Exercise: Copy out exactly every line from the line containing "per_instance = true" until the records below end, inclusive of both boundary lines.

Information provided:
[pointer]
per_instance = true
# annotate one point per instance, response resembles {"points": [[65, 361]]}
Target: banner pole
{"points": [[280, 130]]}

Exercise response:
per_instance = true
# annotate one point per instance, response resembles {"points": [[65, 361]]}
Target: banner pole
{"points": [[280, 130]]}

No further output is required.